■ What is asked
Answer these questions using the bug discussion excerpt:
1. Who is listed as the author of changeset 7b3984cb?
2. Releasing which OopHandle fixed the problem, according to the comment that reports no further malloc/handle leak?
3. What issue identifier appears in the link in the comment that says "I'll create an issue."?

■ Source excerpt
## begin
Changeset: 7b3984cb Author: David Holmes <dholmes@openjdk.org> Date: 2022-11-18 00:46:09 +0000 URL: https://git.openjdk.org/jdk/commit/7b3984cb5a08edb99a233c28331c00b25457d664
18-11-2022

Maybe there should be a new RFE to add these all at once.
17-11-2022

A pull request was submitted for review. URL: https://git.openjdk.org/jdk/pull/11198 Date: 2022-11-16 22:10:18 +0000
16-11-2022

[~alanb] releasing the _extentLocalCache OopHandle fixed the problem. I no longer see any malloc/handle leak. I will file a seperate RFE to address the ServiceThread interaction. Thanks.
16-11-2022

[~alanb] Good point! It may not be a termination bottleneck just this missing OopHandle release. I will check that tomorrow (and still look at improving the interaction with the service thread). Though I also note that this extra release also adds to the potential for that bottleneck.
16-11-2022

[~dholmes] Yes. Implementation would not be trivial. No need to further discuss it in this bug. I'll create an issue. (https://bugs.openjdk.org/browse/JDK-8297115)
16-11-2022

[~dholmes] Are you going to your repeat your test with the code changed to release _extentLocalCache?
## end
Entries for pointing and labeling:
## begin
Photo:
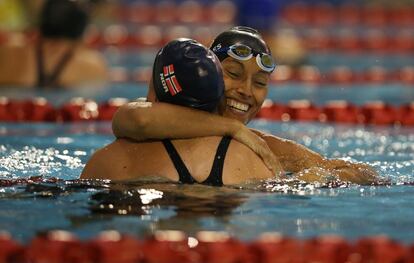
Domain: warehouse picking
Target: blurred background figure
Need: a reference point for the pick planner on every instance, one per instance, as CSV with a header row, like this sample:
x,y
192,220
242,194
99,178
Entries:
x,y
55,56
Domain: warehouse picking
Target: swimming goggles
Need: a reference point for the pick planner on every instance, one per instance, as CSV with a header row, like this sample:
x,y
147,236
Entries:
x,y
242,52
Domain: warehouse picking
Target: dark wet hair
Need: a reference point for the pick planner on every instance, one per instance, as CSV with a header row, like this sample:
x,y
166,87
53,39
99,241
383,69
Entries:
x,y
239,35
63,19
187,73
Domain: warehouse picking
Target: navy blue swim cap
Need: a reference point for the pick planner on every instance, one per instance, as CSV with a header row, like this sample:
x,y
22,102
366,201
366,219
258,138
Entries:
x,y
187,73
239,35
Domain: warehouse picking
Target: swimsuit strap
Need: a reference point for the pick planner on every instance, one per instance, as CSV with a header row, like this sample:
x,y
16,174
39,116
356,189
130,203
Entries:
x,y
216,174
48,80
183,173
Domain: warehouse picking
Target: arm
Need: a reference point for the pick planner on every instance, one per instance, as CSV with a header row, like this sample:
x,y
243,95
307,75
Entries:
x,y
142,121
311,166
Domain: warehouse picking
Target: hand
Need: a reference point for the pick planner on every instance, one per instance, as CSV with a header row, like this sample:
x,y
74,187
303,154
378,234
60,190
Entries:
x,y
245,136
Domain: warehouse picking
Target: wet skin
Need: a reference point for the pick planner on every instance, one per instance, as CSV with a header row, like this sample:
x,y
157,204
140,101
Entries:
x,y
246,87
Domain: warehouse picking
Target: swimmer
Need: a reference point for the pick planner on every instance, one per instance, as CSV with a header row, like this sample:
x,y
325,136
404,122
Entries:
x,y
247,64
58,57
188,74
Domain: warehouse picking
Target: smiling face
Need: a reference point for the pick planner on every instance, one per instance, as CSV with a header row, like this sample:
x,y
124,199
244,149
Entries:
x,y
246,87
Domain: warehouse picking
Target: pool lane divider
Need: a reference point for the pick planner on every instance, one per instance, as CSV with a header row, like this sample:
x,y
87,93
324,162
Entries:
x,y
81,109
342,76
205,247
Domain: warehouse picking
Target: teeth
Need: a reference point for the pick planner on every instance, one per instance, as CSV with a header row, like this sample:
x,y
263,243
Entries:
x,y
237,105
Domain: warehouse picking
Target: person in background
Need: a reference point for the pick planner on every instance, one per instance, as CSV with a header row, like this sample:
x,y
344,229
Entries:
x,y
188,74
247,64
57,58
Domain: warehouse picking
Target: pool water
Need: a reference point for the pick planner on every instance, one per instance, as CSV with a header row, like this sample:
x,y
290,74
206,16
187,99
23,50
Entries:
x,y
294,209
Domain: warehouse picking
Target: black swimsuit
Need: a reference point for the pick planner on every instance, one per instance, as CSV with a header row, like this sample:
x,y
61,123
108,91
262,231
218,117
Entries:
x,y
45,80
215,177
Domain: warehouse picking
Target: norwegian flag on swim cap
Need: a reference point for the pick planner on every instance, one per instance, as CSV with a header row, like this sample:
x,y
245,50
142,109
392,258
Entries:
x,y
186,73
171,81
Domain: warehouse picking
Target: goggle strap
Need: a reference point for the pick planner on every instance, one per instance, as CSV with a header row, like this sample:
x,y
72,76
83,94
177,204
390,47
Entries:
x,y
234,55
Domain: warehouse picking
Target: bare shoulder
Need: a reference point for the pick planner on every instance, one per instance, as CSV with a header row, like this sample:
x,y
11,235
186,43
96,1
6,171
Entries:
x,y
243,165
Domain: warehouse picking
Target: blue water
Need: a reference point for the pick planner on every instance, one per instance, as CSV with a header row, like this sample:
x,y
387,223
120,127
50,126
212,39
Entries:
x,y
300,210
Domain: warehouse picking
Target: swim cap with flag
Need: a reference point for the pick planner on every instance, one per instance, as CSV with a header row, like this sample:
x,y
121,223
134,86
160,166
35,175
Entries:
x,y
187,73
243,39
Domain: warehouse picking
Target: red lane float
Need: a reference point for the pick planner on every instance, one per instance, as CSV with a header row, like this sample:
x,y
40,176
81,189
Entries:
x,y
311,75
81,109
205,247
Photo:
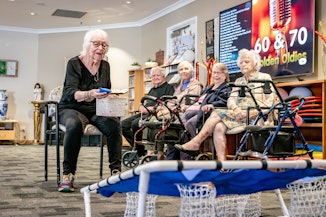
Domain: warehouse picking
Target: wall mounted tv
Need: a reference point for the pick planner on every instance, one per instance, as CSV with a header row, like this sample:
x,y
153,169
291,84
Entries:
x,y
281,31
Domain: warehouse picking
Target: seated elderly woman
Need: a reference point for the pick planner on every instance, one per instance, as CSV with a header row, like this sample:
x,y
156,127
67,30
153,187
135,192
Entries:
x,y
235,116
214,95
187,86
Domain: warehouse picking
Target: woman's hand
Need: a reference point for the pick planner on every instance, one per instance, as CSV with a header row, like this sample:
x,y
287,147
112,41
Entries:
x,y
239,114
207,108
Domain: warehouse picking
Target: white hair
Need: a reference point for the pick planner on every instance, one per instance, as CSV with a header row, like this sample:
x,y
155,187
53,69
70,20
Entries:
x,y
88,37
252,55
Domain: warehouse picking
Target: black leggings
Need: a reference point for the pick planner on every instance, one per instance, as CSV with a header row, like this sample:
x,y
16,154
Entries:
x,y
75,122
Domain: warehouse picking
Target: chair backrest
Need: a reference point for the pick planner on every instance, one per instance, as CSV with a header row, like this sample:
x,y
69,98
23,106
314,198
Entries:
x,y
56,93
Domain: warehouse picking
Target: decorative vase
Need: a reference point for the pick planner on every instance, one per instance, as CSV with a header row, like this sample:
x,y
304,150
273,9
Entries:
x,y
3,104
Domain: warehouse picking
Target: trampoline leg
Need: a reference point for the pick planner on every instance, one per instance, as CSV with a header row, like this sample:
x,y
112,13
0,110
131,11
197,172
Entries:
x,y
87,201
142,189
283,206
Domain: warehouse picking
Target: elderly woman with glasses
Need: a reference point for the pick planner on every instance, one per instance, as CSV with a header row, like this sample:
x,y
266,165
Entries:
x,y
131,124
235,117
85,73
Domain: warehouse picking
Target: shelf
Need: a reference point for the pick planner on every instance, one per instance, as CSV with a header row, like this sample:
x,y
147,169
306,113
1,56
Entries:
x,y
314,133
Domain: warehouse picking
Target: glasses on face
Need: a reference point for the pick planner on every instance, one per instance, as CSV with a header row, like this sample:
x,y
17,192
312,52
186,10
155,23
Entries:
x,y
156,75
97,44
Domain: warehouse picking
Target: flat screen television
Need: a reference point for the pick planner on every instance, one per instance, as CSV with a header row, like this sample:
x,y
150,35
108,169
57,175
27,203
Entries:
x,y
281,31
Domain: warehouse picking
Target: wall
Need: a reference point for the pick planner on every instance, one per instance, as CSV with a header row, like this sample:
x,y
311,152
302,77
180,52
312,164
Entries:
x,y
42,57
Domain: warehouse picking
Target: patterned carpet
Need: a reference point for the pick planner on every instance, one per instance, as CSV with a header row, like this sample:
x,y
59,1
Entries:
x,y
25,193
## end
■ Solution
1. David Holmes
2. The _extentLocalCache OopHandle
3. JDK-8297115